Top of DATASET RECORDS

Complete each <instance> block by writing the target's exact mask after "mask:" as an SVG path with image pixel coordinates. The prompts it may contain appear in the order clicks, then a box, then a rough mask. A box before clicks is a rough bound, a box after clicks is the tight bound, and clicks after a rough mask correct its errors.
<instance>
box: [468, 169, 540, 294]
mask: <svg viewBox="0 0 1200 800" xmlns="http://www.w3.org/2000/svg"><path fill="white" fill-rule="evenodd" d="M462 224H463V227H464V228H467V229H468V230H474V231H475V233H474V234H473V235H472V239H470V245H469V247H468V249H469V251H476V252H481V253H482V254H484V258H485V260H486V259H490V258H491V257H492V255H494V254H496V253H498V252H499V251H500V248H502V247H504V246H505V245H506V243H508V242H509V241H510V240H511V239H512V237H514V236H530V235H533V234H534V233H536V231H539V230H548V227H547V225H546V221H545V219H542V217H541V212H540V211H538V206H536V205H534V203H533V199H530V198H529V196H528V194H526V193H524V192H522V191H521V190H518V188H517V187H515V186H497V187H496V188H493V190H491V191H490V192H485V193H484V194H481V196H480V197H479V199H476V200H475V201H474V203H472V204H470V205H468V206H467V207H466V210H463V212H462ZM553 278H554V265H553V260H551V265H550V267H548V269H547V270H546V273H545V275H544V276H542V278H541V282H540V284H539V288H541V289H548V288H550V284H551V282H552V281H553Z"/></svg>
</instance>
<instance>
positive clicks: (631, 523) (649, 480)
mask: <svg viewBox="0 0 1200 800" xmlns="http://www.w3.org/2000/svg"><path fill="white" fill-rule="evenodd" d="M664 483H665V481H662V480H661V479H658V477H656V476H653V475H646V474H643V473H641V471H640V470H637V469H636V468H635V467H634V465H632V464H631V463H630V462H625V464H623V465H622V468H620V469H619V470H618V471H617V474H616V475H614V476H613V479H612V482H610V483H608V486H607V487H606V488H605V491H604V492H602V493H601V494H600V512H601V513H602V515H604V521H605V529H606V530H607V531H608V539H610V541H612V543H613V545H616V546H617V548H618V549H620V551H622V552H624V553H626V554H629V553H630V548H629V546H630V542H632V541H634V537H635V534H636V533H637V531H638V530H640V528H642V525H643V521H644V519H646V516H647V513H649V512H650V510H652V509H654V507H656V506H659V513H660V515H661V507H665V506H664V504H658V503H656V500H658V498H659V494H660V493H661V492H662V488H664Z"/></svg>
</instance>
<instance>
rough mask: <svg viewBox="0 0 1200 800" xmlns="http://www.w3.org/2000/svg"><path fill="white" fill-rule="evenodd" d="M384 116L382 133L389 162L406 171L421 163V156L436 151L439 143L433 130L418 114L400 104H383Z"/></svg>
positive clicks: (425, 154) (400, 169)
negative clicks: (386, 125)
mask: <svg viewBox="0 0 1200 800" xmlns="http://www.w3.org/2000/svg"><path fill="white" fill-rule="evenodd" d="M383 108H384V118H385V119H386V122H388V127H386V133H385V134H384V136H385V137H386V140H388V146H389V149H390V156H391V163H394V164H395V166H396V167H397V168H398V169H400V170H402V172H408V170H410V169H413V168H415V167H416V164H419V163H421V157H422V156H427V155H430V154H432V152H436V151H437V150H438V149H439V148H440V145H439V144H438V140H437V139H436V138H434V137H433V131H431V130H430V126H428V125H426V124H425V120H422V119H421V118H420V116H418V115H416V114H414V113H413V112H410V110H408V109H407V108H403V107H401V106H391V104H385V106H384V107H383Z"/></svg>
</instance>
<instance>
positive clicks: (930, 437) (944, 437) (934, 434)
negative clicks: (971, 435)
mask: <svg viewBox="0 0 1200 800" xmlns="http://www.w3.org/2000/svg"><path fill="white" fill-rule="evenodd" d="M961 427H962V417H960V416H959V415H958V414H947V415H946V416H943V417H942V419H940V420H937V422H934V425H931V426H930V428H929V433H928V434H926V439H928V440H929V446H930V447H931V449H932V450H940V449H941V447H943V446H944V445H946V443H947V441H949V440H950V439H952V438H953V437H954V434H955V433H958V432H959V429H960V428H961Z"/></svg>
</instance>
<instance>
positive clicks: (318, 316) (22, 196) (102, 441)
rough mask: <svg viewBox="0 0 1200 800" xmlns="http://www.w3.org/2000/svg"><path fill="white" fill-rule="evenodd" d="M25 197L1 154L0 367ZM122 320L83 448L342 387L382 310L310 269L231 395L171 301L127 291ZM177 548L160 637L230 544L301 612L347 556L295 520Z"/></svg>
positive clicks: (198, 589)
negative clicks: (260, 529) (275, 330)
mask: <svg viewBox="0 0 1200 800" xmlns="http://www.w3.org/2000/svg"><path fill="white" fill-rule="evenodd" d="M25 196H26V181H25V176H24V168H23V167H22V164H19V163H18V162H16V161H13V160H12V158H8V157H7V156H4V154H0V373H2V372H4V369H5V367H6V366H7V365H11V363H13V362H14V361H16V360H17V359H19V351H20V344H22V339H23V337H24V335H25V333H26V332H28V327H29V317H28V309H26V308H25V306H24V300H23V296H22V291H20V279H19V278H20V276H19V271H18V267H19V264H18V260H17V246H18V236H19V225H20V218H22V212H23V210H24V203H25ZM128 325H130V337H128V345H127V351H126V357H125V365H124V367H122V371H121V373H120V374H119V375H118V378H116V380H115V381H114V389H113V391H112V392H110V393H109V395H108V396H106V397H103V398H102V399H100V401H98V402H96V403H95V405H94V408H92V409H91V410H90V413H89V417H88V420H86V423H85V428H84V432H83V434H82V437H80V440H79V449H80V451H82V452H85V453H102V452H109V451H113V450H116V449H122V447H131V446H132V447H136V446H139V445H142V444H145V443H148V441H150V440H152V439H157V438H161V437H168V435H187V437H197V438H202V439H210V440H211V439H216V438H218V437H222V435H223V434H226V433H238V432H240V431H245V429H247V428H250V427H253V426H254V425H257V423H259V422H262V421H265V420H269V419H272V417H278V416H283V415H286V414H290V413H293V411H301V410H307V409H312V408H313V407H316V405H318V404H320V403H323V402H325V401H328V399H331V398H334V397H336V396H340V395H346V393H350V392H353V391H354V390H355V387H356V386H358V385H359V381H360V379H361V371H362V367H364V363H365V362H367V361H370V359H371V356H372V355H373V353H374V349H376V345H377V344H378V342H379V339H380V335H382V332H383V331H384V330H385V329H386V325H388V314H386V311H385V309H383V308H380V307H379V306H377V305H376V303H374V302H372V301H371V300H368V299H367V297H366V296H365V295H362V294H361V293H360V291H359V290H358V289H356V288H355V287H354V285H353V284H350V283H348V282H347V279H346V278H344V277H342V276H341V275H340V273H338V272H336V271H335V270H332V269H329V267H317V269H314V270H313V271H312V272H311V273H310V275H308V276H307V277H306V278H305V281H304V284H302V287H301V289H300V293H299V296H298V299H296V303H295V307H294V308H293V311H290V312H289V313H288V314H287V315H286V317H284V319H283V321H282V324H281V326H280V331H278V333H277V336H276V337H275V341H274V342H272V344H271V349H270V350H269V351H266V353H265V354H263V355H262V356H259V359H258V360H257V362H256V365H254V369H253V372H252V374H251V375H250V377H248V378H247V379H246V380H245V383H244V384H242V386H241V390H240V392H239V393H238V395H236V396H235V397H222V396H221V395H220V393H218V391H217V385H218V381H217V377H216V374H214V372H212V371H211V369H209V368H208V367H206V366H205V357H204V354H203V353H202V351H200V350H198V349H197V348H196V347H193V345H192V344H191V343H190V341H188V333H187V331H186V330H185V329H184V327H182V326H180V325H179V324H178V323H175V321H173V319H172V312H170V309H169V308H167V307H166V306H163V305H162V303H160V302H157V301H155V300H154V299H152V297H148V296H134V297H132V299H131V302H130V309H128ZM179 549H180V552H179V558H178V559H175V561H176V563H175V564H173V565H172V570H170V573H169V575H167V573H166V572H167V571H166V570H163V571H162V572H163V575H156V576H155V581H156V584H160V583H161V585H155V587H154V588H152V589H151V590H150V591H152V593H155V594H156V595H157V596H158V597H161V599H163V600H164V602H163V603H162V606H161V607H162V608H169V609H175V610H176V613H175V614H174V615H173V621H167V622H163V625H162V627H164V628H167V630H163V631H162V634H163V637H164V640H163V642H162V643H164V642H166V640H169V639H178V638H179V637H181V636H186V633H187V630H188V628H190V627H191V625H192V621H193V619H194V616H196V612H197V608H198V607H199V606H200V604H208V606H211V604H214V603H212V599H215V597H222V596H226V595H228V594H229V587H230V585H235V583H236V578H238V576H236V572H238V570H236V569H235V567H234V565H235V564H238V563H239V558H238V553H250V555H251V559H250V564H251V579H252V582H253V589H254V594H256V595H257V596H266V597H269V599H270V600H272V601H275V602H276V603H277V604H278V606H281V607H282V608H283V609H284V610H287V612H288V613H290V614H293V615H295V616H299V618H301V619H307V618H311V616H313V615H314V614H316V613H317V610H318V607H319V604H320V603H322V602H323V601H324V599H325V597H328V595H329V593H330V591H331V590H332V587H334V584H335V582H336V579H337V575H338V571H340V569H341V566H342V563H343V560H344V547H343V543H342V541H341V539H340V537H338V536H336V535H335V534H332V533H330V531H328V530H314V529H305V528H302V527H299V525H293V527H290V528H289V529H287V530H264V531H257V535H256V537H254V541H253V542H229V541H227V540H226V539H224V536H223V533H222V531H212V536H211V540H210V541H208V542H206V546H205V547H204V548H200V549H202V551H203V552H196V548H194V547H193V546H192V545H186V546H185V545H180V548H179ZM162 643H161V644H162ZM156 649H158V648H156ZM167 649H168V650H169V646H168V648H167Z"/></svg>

Bottom of DATASET RECORDS

◆ **DIRECTIONS FOR THIS TASK**
Write down exactly the span of lines above from the one containing "positive clicks: (631, 523) (649, 480)" to the one containing "positive clicks: (425, 154) (400, 169)", both ends included.

◆ **WRITTEN SOLUTION**
positive clicks: (631, 523) (649, 480)
mask: <svg viewBox="0 0 1200 800" xmlns="http://www.w3.org/2000/svg"><path fill="white" fill-rule="evenodd" d="M664 483H665V481H662V480H661V479H658V477H656V476H653V475H646V474H643V473H641V471H640V470H637V469H636V468H635V467H634V465H632V464H631V463H630V462H625V464H623V465H622V468H620V469H619V470H618V471H617V474H616V475H614V476H613V479H612V482H610V483H608V486H607V487H606V488H605V491H604V492H602V493H601V494H600V512H601V513H602V515H604V521H605V529H606V530H607V531H608V539H610V541H612V543H613V545H616V546H617V548H618V549H620V551H622V552H624V553H626V554H629V553H630V548H629V546H630V542H632V541H634V537H635V534H636V533H637V531H638V530H640V528H642V525H643V521H644V519H646V516H647V513H649V512H650V510H652V509H654V507H656V506H659V513H660V515H661V507H665V506H664V504H658V503H656V500H658V498H659V494H660V493H661V492H662V488H664Z"/></svg>
</instance>
<instance>
rough mask: <svg viewBox="0 0 1200 800" xmlns="http://www.w3.org/2000/svg"><path fill="white" fill-rule="evenodd" d="M384 116L382 133L389 162L406 171L421 163V156L436 151L439 143L433 130L418 114L400 104H383Z"/></svg>
positive clicks: (425, 154) (400, 169)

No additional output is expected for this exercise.